Saved data entries
— Start —

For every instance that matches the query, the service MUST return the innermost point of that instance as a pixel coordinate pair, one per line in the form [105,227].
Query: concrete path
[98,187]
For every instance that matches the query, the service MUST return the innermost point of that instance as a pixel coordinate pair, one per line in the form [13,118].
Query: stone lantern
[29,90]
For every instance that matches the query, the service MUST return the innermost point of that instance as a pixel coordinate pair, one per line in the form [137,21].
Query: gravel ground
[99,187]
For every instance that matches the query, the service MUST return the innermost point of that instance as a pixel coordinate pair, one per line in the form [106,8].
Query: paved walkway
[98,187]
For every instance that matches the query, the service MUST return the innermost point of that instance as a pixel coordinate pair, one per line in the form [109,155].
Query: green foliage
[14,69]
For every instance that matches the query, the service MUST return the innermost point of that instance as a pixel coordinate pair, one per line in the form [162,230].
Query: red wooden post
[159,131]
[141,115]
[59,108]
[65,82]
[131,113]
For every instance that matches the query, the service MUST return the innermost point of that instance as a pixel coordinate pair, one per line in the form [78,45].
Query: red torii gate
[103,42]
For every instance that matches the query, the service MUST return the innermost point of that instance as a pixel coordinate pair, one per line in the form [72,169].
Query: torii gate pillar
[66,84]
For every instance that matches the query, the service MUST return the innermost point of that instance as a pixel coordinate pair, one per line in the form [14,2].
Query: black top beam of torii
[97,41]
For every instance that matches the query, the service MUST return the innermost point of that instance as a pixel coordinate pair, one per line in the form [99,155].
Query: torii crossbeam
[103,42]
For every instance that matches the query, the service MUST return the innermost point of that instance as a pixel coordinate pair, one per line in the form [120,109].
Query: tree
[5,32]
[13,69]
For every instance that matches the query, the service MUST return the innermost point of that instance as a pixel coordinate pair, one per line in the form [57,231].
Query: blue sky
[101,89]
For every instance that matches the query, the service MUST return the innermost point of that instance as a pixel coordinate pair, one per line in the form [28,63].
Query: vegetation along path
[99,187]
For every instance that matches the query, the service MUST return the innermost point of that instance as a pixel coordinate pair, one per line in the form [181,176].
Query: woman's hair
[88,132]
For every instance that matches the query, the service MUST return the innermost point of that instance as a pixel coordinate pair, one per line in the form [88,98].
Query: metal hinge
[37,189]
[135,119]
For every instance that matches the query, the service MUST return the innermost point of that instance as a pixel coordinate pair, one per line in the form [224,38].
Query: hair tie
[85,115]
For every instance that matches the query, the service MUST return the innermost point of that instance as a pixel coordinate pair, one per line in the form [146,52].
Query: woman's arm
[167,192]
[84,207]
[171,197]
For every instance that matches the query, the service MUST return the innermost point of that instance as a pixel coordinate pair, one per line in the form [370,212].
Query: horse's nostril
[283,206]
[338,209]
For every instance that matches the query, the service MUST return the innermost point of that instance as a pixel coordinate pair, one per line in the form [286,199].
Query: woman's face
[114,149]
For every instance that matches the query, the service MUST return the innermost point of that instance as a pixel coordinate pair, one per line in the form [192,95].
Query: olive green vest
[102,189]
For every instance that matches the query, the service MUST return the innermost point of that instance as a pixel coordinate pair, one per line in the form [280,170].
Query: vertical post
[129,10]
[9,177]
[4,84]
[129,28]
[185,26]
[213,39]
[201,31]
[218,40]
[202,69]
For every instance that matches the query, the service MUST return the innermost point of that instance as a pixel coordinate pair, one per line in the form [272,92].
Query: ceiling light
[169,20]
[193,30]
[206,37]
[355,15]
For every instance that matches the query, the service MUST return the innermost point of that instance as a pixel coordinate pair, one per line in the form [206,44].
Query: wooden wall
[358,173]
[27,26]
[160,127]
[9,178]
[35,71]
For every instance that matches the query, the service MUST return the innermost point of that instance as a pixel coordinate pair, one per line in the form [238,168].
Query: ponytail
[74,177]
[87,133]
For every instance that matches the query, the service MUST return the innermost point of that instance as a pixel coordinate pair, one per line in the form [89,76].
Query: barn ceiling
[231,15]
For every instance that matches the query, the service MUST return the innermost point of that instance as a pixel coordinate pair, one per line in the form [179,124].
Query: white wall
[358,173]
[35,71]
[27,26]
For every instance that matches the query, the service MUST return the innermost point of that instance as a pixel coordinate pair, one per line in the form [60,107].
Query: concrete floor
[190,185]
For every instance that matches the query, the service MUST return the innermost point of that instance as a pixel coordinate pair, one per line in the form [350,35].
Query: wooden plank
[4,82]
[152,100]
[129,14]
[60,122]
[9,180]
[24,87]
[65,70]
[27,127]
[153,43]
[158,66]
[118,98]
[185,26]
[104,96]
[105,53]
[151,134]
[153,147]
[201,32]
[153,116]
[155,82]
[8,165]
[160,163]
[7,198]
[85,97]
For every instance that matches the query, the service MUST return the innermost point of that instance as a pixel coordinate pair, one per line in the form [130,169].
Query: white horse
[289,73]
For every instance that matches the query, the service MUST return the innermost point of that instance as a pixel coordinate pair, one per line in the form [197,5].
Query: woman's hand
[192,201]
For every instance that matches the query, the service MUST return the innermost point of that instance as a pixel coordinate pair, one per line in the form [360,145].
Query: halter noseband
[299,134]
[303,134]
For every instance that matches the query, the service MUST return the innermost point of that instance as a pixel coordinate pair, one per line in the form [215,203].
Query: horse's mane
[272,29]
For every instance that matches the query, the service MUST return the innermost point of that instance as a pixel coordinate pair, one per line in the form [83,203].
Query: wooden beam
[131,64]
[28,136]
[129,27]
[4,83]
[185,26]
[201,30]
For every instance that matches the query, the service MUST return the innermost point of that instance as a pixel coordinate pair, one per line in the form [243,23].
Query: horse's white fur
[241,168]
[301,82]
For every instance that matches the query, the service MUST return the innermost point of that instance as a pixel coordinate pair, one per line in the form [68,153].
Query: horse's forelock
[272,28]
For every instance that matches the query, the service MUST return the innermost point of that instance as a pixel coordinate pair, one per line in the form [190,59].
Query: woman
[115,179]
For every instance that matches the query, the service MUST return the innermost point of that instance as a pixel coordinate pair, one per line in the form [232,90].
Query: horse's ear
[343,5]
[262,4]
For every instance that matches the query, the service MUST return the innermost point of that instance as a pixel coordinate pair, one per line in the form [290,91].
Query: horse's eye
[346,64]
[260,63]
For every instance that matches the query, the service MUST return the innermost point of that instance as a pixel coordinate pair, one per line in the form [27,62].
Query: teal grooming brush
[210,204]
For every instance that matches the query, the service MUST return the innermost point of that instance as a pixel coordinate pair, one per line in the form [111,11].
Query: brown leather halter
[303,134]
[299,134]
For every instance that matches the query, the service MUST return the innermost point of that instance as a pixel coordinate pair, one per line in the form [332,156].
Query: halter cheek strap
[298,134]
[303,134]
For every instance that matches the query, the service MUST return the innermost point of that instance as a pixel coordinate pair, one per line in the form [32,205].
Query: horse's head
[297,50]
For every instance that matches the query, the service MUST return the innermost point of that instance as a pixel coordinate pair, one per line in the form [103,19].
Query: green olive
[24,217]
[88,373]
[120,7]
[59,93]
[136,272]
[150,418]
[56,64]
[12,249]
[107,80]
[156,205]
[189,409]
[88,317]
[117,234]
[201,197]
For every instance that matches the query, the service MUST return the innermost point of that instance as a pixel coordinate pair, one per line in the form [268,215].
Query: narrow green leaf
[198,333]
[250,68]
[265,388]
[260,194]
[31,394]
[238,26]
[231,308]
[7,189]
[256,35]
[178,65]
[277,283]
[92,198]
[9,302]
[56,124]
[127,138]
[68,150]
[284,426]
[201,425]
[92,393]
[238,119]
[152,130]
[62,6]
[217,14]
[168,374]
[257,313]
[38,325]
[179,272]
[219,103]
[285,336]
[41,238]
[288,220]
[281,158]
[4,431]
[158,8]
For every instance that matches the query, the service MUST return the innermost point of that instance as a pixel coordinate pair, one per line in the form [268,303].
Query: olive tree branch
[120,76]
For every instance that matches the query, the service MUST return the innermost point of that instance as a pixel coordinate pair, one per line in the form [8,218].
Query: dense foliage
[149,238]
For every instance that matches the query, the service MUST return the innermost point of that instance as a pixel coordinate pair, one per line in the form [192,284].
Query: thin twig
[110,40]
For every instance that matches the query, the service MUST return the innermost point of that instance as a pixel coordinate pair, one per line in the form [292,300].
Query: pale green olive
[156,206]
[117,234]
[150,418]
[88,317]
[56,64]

— End —

Please retype, exactly as written, every line from the line containing "the form [32,205]." through the last line of the records above, including both of those lines, and nothing else.

For every instance that matches the query, the service MUST return the innermost point of that instance as a pixel coordinate pair, one per line in the form [32,205].
Query: horse's head
[297,50]
For every instance that matches the query, the service MUST return the innermost point of that instance as a pixel coordinate pair, one per line in the form [103,19].
Query: green olive
[24,217]
[88,373]
[120,7]
[59,93]
[136,272]
[150,418]
[56,64]
[12,249]
[107,80]
[156,205]
[189,409]
[88,317]
[117,234]
[201,197]
For every instance that matches the query, the service MUST return the innermost point of that instance as a pixel coordinate pair, one per line in the form [268,215].
Query: narrow green leaf
[198,333]
[250,68]
[265,388]
[260,194]
[31,394]
[238,26]
[231,308]
[7,189]
[256,35]
[178,65]
[277,283]
[92,198]
[9,302]
[56,124]
[127,138]
[68,150]
[284,426]
[201,425]
[92,393]
[238,119]
[152,130]
[62,6]
[217,14]
[168,374]
[257,313]
[38,325]
[179,272]
[219,103]
[285,336]
[41,238]
[288,220]
[281,158]
[4,431]
[158,8]
For every instance that matches the query, the service MUST return the innermost point of that instance as a pixel coordinate pair, one per line in the form [268,303].
Query: olive tree branch
[120,76]
For every instance that matches the query, the service MUST return the innermost point of that instance as a pixel coordinate pair, one per line in the form [8,218].
Query: dense foliage
[149,238]
For every instance that matches the query, the service MUST return the innermost point of that instance as a pixel coordinate pair, one per line in the form [192,284].
Query: thin twig
[110,40]
For every instance that matches the query, the service MUST return the innermost point of that instance as a pixel coordinate pair, one per line in the form [292,300].
Query: pale green olive
[156,206]
[117,234]
[150,418]
[88,317]
[56,64]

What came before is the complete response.